* GIVEN PROBLEM: Set down every entry word for word. Omit the pictures.

--- begin ---

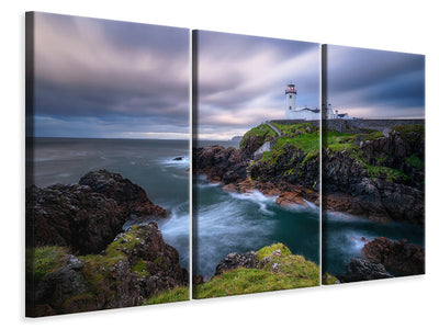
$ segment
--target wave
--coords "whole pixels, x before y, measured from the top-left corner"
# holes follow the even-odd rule
[[[181,158],[181,160],[176,160],[177,158]],[[158,160],[158,162],[166,167],[177,167],[177,168],[189,168],[191,164],[189,157],[173,157],[173,158],[165,158]]]
[[[259,206],[259,211],[262,214],[266,214],[269,216],[275,215],[275,213],[269,211],[267,208],[267,206],[275,204],[277,196],[267,196],[258,190],[251,190],[246,193],[229,192],[229,194],[230,194],[230,196],[233,196],[237,200],[244,200],[244,201],[249,201],[249,202],[256,203]]]

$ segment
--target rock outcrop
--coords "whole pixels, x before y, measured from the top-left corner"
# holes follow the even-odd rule
[[[359,282],[393,277],[383,264],[376,264],[365,259],[352,258],[346,265],[346,273],[337,275],[341,283]]]
[[[98,253],[122,231],[130,215],[160,218],[145,191],[119,173],[99,170],[72,185],[26,190],[26,246],[65,246],[75,254]]]
[[[393,242],[383,237],[376,238],[364,245],[361,253],[367,260],[381,263],[392,272],[405,275],[425,273],[425,249],[405,239]]]
[[[215,269],[215,275],[221,275],[225,271],[238,268],[257,269],[259,261],[255,251],[249,251],[243,254],[233,252],[227,254],[225,259],[219,261]]]
[[[103,254],[63,258],[64,266],[36,280],[30,316],[142,305],[188,284],[178,251],[165,243],[154,222],[120,234]]]
[[[364,215],[373,222],[394,219],[423,225],[423,127],[394,127],[386,137],[369,138],[356,138],[353,143],[359,147],[344,150],[325,147],[324,143],[324,209]]]
[[[215,145],[194,150],[194,171],[205,173],[207,179],[214,182],[228,184],[244,181],[248,163],[233,147],[224,148]]]

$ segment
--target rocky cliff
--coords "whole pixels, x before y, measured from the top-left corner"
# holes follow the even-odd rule
[[[323,207],[424,224],[424,126],[394,126],[387,136],[336,134],[323,140]],[[337,140],[338,141],[335,141]]]
[[[26,246],[65,246],[78,254],[98,253],[132,216],[159,219],[166,211],[119,173],[98,170],[79,184],[26,190]]]
[[[292,254],[282,243],[244,254],[227,254],[207,282],[198,277],[196,298],[211,298],[319,285],[317,264]]]
[[[101,254],[74,256],[68,248],[33,250],[27,316],[137,306],[156,294],[188,285],[178,251],[164,242],[156,223],[115,237]]]
[[[194,149],[194,172],[224,183],[227,191],[257,189],[281,195],[279,203],[306,198],[318,204],[318,129],[306,123],[278,126],[284,132],[282,137],[262,124],[245,134],[239,149],[218,145]],[[267,143],[271,148],[259,154]]]
[[[222,146],[195,149],[195,172],[224,183],[228,191],[258,189],[267,194],[299,191],[299,196],[318,204],[318,128],[308,123],[275,125],[282,136],[262,124],[245,134],[239,149]],[[385,132],[385,135],[371,129],[354,134],[323,133],[323,209],[364,216],[373,222],[423,225],[424,125],[396,125]],[[267,143],[271,148],[259,154]]]

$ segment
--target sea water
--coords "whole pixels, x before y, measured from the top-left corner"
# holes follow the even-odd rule
[[[425,246],[424,226],[396,222],[380,224],[341,213],[323,214],[322,232],[322,271],[334,275],[345,273],[350,259],[362,258],[364,245],[379,237],[392,241],[407,239]]]
[[[239,147],[239,141],[198,140],[196,147]],[[308,203],[281,207],[259,191],[225,192],[195,175],[193,184],[193,271],[204,280],[230,252],[257,251],[282,242],[293,253],[319,263],[319,209]]]

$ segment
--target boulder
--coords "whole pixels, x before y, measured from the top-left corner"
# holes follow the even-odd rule
[[[341,283],[393,277],[383,264],[352,258],[346,265],[346,273],[337,275]]]
[[[27,314],[44,316],[142,305],[150,296],[188,285],[178,251],[165,243],[156,223],[119,235],[105,256],[66,254],[65,265],[35,283]]]
[[[166,211],[119,173],[98,170],[72,185],[26,189],[26,246],[66,246],[98,253],[122,231],[130,215],[160,218]]]

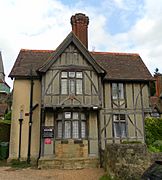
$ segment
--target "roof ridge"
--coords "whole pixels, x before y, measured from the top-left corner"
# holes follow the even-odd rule
[[[47,49],[21,49],[20,51],[32,51],[32,52],[54,52],[55,50],[47,50]]]
[[[138,53],[124,53],[124,52],[99,52],[99,51],[91,51],[92,54],[112,54],[112,55],[132,55],[139,56]]]

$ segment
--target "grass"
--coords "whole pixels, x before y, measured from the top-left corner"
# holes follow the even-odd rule
[[[117,178],[113,177],[113,176],[108,176],[108,175],[103,175],[102,177],[100,177],[99,180],[117,180]]]
[[[0,120],[0,123],[11,124],[11,120]]]
[[[0,160],[0,167],[3,167],[3,166],[8,166],[7,164],[7,160]]]

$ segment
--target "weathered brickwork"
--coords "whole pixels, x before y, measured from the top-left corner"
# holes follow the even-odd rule
[[[88,142],[76,143],[74,140],[67,142],[56,141],[55,155],[58,158],[79,158],[88,157]]]

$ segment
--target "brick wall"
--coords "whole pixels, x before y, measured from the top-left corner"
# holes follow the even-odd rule
[[[55,154],[58,158],[86,158],[88,157],[88,142],[87,140],[56,141]]]

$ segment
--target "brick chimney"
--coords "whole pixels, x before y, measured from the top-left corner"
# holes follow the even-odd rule
[[[88,24],[89,18],[85,14],[77,13],[71,17],[72,31],[86,48],[88,48]]]

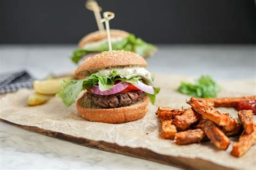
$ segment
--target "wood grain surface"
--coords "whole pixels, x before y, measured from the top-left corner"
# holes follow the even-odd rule
[[[201,159],[191,159],[161,155],[145,148],[120,146],[116,144],[111,144],[102,141],[94,141],[83,138],[77,138],[59,132],[39,128],[37,127],[21,125],[10,123],[5,120],[1,119],[0,120],[4,123],[29,131],[38,133],[46,136],[58,138],[84,146],[143,159],[158,163],[175,166],[185,169],[233,169]]]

--- end ---

* RESULT OF THIS TASK:
$ segment
--target wave
--coords "whole pixels, x before y, measured from the top-left corner"
# holes follow the even-odd rule
[[[181,158],[181,160],[176,160],[177,158]],[[158,160],[158,162],[166,167],[177,167],[177,168],[189,168],[191,164],[189,157],[173,157],[173,158],[165,158]]]
[[[259,206],[259,211],[262,214],[266,214],[269,216],[275,215],[275,213],[269,211],[267,208],[267,206],[275,204],[277,196],[267,196],[258,190],[251,190],[246,193],[229,192],[229,194],[230,194],[230,196],[233,196],[237,200],[244,200],[244,201],[249,201],[249,202],[256,203]]]

$ segment
--target rock outcrop
--coords "whole pixels, x before y, measured from the top-left corner"
# holes follow the even-odd rule
[[[359,282],[393,277],[383,264],[376,264],[365,259],[352,258],[346,265],[346,273],[337,275],[341,283]]]
[[[98,253],[122,231],[130,215],[160,218],[145,191],[119,173],[99,170],[72,185],[26,190],[26,246],[65,246],[75,254]]]
[[[393,242],[383,237],[376,238],[364,245],[361,253],[367,260],[381,263],[392,272],[405,275],[425,273],[425,249],[405,239]]]
[[[215,269],[215,275],[221,275],[225,271],[238,268],[257,269],[259,261],[255,251],[249,251],[243,254],[233,252],[227,254],[225,259],[219,261]]]
[[[103,254],[63,258],[64,266],[36,280],[30,316],[142,305],[188,284],[178,251],[165,243],[154,222],[120,234]]]
[[[364,215],[373,222],[394,219],[423,225],[423,127],[394,127],[386,137],[369,138],[356,138],[353,143],[359,147],[344,150],[325,147],[324,143],[324,209]]]
[[[215,145],[194,150],[194,171],[205,173],[207,179],[214,182],[228,184],[244,181],[248,163],[233,147],[224,148]]]

$ segment
--target rocky cliff
--coords "whole pixels, x before y, measured from the top-left corner"
# holes follow the even-odd rule
[[[323,207],[424,224],[424,126],[394,126],[387,136],[336,134],[323,140]],[[337,140],[338,141],[335,141]]]
[[[26,246],[65,246],[78,254],[98,253],[132,216],[159,219],[166,211],[119,173],[98,170],[79,184],[26,190]]]
[[[292,254],[282,243],[244,254],[227,254],[207,282],[198,277],[196,298],[211,298],[319,285],[317,264]]]
[[[101,254],[74,256],[68,248],[33,250],[27,316],[137,306],[156,294],[188,285],[178,251],[164,242],[156,223],[115,237]]]
[[[194,149],[194,172],[224,183],[227,191],[257,189],[281,195],[279,203],[306,198],[318,204],[318,129],[306,123],[278,126],[284,132],[282,137],[262,124],[245,134],[239,149],[218,145]],[[267,143],[271,148],[259,154]]]
[[[222,146],[195,149],[195,172],[224,183],[228,191],[258,189],[267,194],[299,191],[299,196],[318,204],[318,128],[308,123],[275,125],[282,136],[262,124],[245,134],[239,149]],[[385,132],[385,135],[371,129],[354,134],[323,133],[323,209],[364,216],[373,222],[423,225],[424,125],[396,125]],[[267,143],[271,148],[259,154]]]

$ segment
--target sea water
--coords "whole pixels, x before y, measured from the top-left corner"
# holes follow the even-odd rule
[[[425,246],[424,226],[396,222],[380,224],[341,213],[323,214],[322,232],[322,271],[334,275],[345,273],[350,259],[362,258],[364,245],[379,237],[392,241],[407,239]]]
[[[239,147],[239,141],[198,140],[196,147]],[[308,203],[281,207],[259,191],[225,192],[195,175],[193,184],[193,271],[204,280],[230,252],[257,251],[282,242],[293,253],[319,263],[319,209]]]

$ segment
--target boulder
--coords "whole pixels, x before y, measured from the top-left corner"
# holes follow the even-odd rule
[[[341,283],[393,277],[383,264],[352,258],[346,265],[346,273],[337,275]]]
[[[27,314],[44,316],[142,305],[150,296],[188,285],[178,251],[165,243],[156,223],[119,235],[105,256],[66,254],[65,265],[35,283]]]
[[[166,211],[119,173],[98,170],[72,185],[26,189],[26,246],[66,246],[98,253],[122,231],[130,215],[160,218]]]

$ segment
--target "roof ridge"
--coords "whole pixels, x before y, measured from the top-left corner"
# holes follow the even-odd rule
[[[47,49],[21,49],[20,51],[32,51],[32,52],[54,52],[55,50],[47,50]]]
[[[138,53],[124,53],[124,52],[99,52],[99,51],[91,51],[92,54],[112,54],[112,55],[132,55],[139,56]]]

$ segment
--target "grass"
--coords "whole pixels, x before y, measured from the top-left corner"
# holes follow the even-odd rule
[[[117,178],[113,177],[113,176],[108,176],[108,175],[103,175],[102,177],[100,177],[99,180],[117,180]]]
[[[0,120],[0,123],[11,124],[11,120]]]
[[[0,160],[0,167],[3,167],[3,166],[8,166],[7,164],[7,160]]]

$ segment
--target "weathered brickwork"
--coords "whole pixels, x before y, measured from the top-left corner"
# holes follow the even-odd rule
[[[88,142],[76,143],[74,140],[67,142],[56,141],[55,155],[58,158],[79,158],[88,157]]]

$ segment
--target "brick wall"
--coords "whole pixels, x before y, measured from the top-left corner"
# holes follow the even-odd rule
[[[55,154],[58,158],[86,158],[88,157],[88,142],[87,140],[56,141]]]

$ segment
--target "brick chimney"
--coords "whole pixels, x before y, measured from the top-left corner"
# holes follow the even-odd rule
[[[88,24],[89,18],[85,14],[77,13],[71,17],[72,31],[86,48],[88,48]]]

$ segment
--target "wood grain surface"
--coords "whole pixels, x before y, measured from the top-left corner"
# holes follow the even-odd rule
[[[201,159],[191,159],[161,155],[145,148],[120,146],[116,144],[111,144],[102,141],[94,141],[83,138],[77,138],[59,132],[39,128],[37,127],[21,125],[10,123],[5,120],[1,119],[0,120],[4,123],[29,131],[38,133],[46,136],[58,138],[84,146],[143,159],[158,163],[175,166],[185,169],[233,169]]]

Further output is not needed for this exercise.